_WHAT YOU ARE ASKED TO DO_
All of the records need to be retyped exactly, with no line dropped.

(Stored data entries)
____________
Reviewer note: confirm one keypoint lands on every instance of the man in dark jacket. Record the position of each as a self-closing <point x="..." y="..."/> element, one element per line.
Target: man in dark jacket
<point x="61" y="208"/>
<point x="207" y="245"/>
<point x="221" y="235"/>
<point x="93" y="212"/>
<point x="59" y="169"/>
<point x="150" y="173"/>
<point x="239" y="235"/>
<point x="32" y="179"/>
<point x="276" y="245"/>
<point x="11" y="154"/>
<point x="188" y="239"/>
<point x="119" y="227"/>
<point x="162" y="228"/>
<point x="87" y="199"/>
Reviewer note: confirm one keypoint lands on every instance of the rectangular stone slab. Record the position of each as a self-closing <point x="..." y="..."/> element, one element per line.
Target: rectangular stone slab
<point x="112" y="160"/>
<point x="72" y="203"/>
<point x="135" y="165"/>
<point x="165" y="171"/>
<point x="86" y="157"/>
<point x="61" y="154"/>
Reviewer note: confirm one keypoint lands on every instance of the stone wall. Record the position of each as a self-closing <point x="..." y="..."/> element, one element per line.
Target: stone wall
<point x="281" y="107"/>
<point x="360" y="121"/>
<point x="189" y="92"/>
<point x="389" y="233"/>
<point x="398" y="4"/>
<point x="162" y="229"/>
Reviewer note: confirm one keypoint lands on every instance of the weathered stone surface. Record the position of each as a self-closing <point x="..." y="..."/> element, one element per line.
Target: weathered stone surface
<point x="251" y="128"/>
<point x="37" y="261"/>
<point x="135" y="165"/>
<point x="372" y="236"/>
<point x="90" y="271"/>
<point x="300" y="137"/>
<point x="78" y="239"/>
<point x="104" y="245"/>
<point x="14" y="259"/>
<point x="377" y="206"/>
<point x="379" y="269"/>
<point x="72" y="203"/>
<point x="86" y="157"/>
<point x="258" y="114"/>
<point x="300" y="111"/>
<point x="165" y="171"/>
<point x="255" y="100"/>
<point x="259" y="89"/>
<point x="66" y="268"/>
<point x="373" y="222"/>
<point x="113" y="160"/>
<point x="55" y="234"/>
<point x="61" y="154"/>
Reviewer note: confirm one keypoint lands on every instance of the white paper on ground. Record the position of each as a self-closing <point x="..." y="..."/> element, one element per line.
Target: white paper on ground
____________
_ANSWER FOR THIS EXERCISE_
Reviewer note: confirm one keypoint lands on every instance of the man in dark jacket. Record the position of each as a self-closing <point x="..." y="..."/> element, one element per line.
Target: man in dark jacket
<point x="61" y="208"/>
<point x="207" y="245"/>
<point x="221" y="235"/>
<point x="93" y="212"/>
<point x="59" y="169"/>
<point x="150" y="173"/>
<point x="239" y="235"/>
<point x="32" y="179"/>
<point x="276" y="245"/>
<point x="11" y="154"/>
<point x="188" y="239"/>
<point x="119" y="227"/>
<point x="162" y="228"/>
<point x="87" y="199"/>
Reviewer note: confirm one keypoint lands on every instance of the rectangular stone slab. Record the position of each as a self-closing <point x="..." y="..."/> element, one element per line.
Target: rectangular stone slab
<point x="112" y="160"/>
<point x="72" y="203"/>
<point x="135" y="165"/>
<point x="165" y="171"/>
<point x="86" y="157"/>
<point x="61" y="154"/>
Reviewer note: confirm one keypoint lands on every instance of the stone wall. Record the position of each as a self-closing <point x="..." y="..."/> element, one element per line.
Target: stone wall
<point x="281" y="107"/>
<point x="360" y="121"/>
<point x="189" y="92"/>
<point x="389" y="233"/>
<point x="398" y="4"/>
<point x="162" y="229"/>
Reviewer note: confirm one keypoint lands on every instance of the weathered stone surface. Record the position of each as a self-closing <point x="..." y="..."/> element, one element per line.
Target: weathered stone surface
<point x="251" y="128"/>
<point x="37" y="261"/>
<point x="135" y="165"/>
<point x="372" y="236"/>
<point x="90" y="271"/>
<point x="300" y="137"/>
<point x="78" y="239"/>
<point x="104" y="245"/>
<point x="14" y="259"/>
<point x="377" y="206"/>
<point x="379" y="269"/>
<point x="72" y="203"/>
<point x="86" y="157"/>
<point x="258" y="114"/>
<point x="300" y="111"/>
<point x="165" y="171"/>
<point x="255" y="100"/>
<point x="259" y="89"/>
<point x="66" y="268"/>
<point x="373" y="222"/>
<point x="113" y="160"/>
<point x="55" y="234"/>
<point x="61" y="154"/>
Reviewer note: confirm one keypoint lands on every instance of the white paper on ground. Record the position of each as a self-closing <point x="..." y="..."/> element, one element per line.
Target: white paper on ground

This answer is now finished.